**Tarea 1:** Según el texto sobre la Resurrección, ¿por qué el sufrimiento no les quita la alegría a los cristianos? Contesta en una o dos oraciones.
**Tarea 2:** Resume en dos oraciones el texto sobre la Resurrección.

------ Texto ------

Columna del Arzobispo Wenski para la edición de abril 2023 deLa Voz Católica.

Cristo ha resucitado, y su resurrección de entre los muertos arroja una luz decisiva sobre todo lo que le precedió. Ahora, a la luz de la Resurrección, las palabras de Jesús y las palabras de los profetas que le precedieron se entienden con una nueva claridad. La Cruz, antes considerada justamente como un instrumento de cruel tortura y vergüenza, ahora se revela como el Árbol de la Vida: A partir de ahora, comprendemos que al abrazar la cruz, no se nos roba la vida, sino que encontramos la verdadera vida.

Como cristianos que aún vivimos en el mundo, experimentaremos todo tipo de pruebas y tribulaciones. Los sufrimientos de Cristo no nos eximen de sufrir nosotros mismos; pero sus sufrimientos, vistos a la luz de su Resurrección, dan sentido y esperanza a los nuestros. La vida ha sido redimida: a pesar de todas sus penas, dolores y desilusiones, la vida tiene sentido. Y así, ni siquiera el sufrimiento nos quita la alegría en la promesa futura de nuestra propia Resurrección.

------ Listado ------

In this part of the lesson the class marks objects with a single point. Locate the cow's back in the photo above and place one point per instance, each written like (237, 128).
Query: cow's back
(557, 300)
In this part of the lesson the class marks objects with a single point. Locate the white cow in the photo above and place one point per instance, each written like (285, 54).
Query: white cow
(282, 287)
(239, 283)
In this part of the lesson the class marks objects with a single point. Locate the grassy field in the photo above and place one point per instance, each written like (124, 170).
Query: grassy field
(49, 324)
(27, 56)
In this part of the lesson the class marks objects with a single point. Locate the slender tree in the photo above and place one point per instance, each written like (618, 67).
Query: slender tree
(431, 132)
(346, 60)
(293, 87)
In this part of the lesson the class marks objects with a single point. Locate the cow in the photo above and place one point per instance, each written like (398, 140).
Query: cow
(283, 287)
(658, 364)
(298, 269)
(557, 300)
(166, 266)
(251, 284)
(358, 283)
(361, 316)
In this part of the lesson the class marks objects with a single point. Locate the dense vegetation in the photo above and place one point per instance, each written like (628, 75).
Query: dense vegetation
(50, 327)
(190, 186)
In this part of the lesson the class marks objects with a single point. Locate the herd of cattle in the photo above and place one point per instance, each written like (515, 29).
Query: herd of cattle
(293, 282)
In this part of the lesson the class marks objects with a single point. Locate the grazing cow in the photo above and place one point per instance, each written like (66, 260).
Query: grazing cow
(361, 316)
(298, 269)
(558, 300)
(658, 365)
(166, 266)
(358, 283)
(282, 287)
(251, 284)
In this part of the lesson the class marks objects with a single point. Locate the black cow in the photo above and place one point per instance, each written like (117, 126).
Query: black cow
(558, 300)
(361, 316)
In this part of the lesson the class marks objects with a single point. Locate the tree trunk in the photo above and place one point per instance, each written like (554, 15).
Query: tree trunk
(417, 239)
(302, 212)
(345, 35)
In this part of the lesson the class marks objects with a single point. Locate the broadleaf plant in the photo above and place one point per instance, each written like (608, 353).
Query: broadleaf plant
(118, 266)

------

**Respuesta correcta 1:** Porque los sufrimientos de Cristo, vistos a la luz de su Resurrección, dan sentido y esperanza a los nuestros, y la vida ha sido redimida y tiene sentido a pesar de sus penas. Por eso ni el sufrimiento quita la alegría en la promesa de nuestra propia Resurrección.

**Respuesta correcta 2:** La Resurrección de Cristo arroja una luz decisiva sobre todo lo anterior: las palabras de Jesús y de los profetas se entienden con nueva claridad, y la Cruz se revela como el Árbol de la Vida. Aunque los cristianos siguen pasando pruebas y sufrimientos, los de Cristo, vistos a la luz de su Resurrección, dan sentido y esperanza a los suyos, y ni el sufrimiento les quita la alegría en la promesa de su propia Resurrección.